━━ Records provided

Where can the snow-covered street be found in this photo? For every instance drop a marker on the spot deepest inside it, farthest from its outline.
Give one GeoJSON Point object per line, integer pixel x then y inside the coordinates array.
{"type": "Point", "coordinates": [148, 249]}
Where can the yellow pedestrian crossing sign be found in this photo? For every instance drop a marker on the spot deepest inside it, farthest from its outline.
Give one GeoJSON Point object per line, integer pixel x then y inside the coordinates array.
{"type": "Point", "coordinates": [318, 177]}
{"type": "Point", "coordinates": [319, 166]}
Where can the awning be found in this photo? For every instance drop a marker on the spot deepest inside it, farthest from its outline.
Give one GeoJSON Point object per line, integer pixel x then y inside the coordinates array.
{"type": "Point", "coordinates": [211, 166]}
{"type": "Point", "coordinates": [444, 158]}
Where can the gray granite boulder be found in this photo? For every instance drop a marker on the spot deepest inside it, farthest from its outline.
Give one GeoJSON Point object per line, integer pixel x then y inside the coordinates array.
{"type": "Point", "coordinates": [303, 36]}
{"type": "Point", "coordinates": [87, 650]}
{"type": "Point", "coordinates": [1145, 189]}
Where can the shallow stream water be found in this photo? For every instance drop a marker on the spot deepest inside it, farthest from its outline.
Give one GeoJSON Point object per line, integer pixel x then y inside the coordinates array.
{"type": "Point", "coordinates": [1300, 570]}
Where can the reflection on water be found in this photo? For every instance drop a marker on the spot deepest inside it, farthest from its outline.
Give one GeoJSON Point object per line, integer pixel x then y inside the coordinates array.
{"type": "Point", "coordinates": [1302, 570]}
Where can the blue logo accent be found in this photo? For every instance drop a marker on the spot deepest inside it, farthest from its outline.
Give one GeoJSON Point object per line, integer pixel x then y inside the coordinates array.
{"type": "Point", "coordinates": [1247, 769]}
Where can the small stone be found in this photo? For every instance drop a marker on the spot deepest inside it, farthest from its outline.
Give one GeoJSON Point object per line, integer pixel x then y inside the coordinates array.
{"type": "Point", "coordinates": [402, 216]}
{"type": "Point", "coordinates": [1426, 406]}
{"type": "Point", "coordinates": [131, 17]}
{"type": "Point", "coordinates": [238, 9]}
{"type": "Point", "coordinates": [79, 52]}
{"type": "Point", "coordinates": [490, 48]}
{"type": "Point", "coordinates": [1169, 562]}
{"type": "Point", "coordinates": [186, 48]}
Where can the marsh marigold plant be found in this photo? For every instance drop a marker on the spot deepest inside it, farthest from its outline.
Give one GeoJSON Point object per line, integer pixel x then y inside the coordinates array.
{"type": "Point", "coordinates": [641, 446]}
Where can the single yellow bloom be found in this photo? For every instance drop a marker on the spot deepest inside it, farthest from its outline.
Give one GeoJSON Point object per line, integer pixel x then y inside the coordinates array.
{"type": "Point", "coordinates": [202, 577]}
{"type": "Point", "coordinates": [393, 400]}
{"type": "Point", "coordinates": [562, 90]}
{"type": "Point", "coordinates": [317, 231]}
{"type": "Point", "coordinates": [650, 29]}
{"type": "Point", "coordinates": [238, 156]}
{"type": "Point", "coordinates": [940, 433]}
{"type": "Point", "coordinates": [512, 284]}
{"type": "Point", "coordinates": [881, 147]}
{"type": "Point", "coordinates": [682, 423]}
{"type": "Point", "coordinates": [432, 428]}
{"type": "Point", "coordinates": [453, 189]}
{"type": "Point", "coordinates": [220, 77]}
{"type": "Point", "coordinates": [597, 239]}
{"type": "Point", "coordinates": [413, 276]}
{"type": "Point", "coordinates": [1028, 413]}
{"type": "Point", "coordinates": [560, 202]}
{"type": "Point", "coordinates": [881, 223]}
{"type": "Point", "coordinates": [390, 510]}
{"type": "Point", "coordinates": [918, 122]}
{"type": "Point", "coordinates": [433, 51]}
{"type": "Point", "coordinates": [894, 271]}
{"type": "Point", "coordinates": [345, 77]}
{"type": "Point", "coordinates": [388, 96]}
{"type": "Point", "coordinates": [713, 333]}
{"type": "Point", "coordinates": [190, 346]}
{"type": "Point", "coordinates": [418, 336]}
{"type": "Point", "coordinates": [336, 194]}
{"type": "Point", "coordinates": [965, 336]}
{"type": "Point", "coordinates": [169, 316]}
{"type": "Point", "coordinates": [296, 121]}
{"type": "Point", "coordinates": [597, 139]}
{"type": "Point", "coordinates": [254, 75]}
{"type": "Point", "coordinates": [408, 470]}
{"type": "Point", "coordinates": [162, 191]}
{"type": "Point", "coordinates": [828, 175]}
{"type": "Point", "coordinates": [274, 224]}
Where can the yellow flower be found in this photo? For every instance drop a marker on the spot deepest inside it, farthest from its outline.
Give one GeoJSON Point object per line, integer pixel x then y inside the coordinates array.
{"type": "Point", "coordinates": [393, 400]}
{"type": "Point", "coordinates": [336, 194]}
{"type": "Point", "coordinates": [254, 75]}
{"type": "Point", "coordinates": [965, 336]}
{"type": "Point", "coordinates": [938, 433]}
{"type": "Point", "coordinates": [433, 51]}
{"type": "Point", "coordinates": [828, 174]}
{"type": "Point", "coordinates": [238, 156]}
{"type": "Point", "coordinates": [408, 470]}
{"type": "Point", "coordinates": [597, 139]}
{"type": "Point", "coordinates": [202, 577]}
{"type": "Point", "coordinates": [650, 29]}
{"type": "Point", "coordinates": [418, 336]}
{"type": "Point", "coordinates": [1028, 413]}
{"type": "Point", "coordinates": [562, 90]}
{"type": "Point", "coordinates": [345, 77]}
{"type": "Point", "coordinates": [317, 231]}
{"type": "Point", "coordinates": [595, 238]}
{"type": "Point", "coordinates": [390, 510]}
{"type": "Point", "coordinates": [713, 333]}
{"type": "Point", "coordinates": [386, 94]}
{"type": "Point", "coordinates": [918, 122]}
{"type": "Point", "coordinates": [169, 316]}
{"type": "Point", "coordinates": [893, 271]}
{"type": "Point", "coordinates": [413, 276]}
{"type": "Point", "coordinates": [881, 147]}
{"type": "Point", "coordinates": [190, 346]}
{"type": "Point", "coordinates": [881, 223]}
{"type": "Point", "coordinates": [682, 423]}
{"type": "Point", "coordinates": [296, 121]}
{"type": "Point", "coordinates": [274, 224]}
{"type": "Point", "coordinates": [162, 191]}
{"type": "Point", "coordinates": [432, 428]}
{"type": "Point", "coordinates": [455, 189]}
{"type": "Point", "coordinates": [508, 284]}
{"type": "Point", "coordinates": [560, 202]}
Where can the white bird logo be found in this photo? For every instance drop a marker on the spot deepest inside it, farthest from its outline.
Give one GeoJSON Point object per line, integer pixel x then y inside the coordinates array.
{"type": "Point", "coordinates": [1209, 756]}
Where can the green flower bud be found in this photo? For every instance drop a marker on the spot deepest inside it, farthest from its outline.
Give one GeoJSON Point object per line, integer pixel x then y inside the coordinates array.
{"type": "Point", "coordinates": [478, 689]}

━━━━

Exercise brief :: Set down, from the entries above, exactly the lines from the one with "Where can the gray" up to and including the one with "Where can the shallow", and no other lines.

Result of this task ::
Where can the gray granite boulder be found in this photo? For every instance drop a marker on the spot deepest inside it, farthest from its outline.
Give one GeoJSON Point object per line, integer pixel x then y inside the coordinates array.
{"type": "Point", "coordinates": [303, 36]}
{"type": "Point", "coordinates": [87, 650]}
{"type": "Point", "coordinates": [1145, 189]}
Where can the shallow stream water be found in this photo? For every instance drop a marker on the spot deepest inside it, farthest from its outline.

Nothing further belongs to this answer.